* SOURCE EXTRACT *
** Begin **
The exhibition includes a copy of the mock screenplay, “American Hero: Copy Protected Red Paper Studio Script” that was sealed in a glass case and displayed on a pedestal in the gallery. A key scene is “Denzel and Brittany Spot #1-6” sequencing their out-running the flames in the burning offices, stopping for a quick breathy kiss and leaping from the tower. People did leap from the tower that day, but somehow seeing the scene as a painting with high-paid actors as stand-ins shifts the horror to humor, the tragedy to insincerity. 


Using a bit of kitsch to further emphasize the camera’s ability to turn tragedy into entertainment, Coe created a lenticular print called Fuselage. A lenticular print is like those 3D blinking Jesus postcards. It was a printing technique developed in the 1940s to show motion. Coe created two paintings, one of a bustling office scene with people going about their daily business; the second shows the nose of a plan crashing through the window. As you stand in front of the print and move slightly from one side to the other the image shifts back and forth—one moment all is calm, the next death and devastation. This one piece encapsulates so beautifully all the ideas Coe is after with this body of work. As Michael Simmons said of Coe in a recent issue of Los Angeles’ new freebie art-zine Artillery, “. . . the lenticular print has the effect of never resolving the narrative.” With no resolution, the wound stays open and angry; the terror remains constant, which fosters an unstable and fearful state of being for the current administration via the media to exploit.
** End **
* WRITTEN EXERCISE A *
In the Coe exhibition review, in what decade was the lenticular printing technique developed?
* WRITTEN EXERCISE B *
Rewrite the stretch of the Coe exhibition review from "The exhibition includes" through "tragedy to insincerity.", putting "blazing offices" in place of "burning offices".
* WRITTEN EXERCISE C *
Extend the Coe exhibition review, picking up from its final sentence.

* INFORMATION SUPPLIED *
** Begin **
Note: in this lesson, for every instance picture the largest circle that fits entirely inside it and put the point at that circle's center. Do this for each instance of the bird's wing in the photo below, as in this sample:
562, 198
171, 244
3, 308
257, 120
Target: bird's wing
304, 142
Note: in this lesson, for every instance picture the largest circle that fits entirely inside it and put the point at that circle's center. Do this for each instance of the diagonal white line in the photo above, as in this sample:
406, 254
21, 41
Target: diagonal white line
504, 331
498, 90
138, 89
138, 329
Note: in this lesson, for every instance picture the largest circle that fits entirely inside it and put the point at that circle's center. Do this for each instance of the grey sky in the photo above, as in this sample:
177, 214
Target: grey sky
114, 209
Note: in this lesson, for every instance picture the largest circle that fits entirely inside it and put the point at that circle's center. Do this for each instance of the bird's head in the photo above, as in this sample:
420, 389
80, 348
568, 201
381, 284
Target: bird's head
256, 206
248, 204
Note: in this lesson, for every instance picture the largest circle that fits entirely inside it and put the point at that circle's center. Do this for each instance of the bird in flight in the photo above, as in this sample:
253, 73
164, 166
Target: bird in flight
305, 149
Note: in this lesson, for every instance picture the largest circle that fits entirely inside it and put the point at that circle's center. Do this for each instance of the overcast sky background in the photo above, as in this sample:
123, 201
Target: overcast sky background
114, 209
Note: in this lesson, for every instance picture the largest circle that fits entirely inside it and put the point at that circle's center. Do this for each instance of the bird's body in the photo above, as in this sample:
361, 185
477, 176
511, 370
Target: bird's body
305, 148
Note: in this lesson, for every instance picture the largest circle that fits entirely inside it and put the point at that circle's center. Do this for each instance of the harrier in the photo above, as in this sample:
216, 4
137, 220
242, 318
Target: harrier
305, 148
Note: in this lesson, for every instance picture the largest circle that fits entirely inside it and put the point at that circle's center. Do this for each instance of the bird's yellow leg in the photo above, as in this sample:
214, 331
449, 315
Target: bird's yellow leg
** End **
* EXERCISE RESULT A *
The 1940s.

* EXERCISE RESULT B *
The exhibition includes a copy of the mock screenplay, “American Hero: Copy Protected Red Paper Studio Script” that was sealed in a glass case and displayed on a pedestal in the gallery. A key scene is “Denzel and Brittany Spot #1-6” sequencing their out-running the flames in the blazing offices, stopping for a quick breathy kiss and leaping from the tower. People did leap from the tower that day, but somehow seeing the scene as a painting with high-paid actors as stand-ins shifts the horror to humor, the tragedy to insincerity.

* EXERCISE RESULT C *
As with any major news story there are always “spin offs,” and Coe has his “spin off” paintings related to stories that got the full media blitz—stories manipulated into mini series by the networks. Coe has followed the successful morphing of Osama bid Laden into Saddam Hussein and the war on Afghanistan shifting to Iraq. These works aren’t necessarily part of a large coherent series like “American Hero,” but they focus on major events that consume every single news program for weeks on end.  “Photo Op,” is Coe’s rendition of one of the infamous human pyramid images from Abu Ghraib Prison. “Regime Change,” is the settling of a turf war at the local and global levels. These paintings are tough, witty, and poignant and show his ability to make strong editorial comment; a direction Coe is interested in pursuing in the illustration world and the inspiration for his moving from Los Angeles to New York City this year.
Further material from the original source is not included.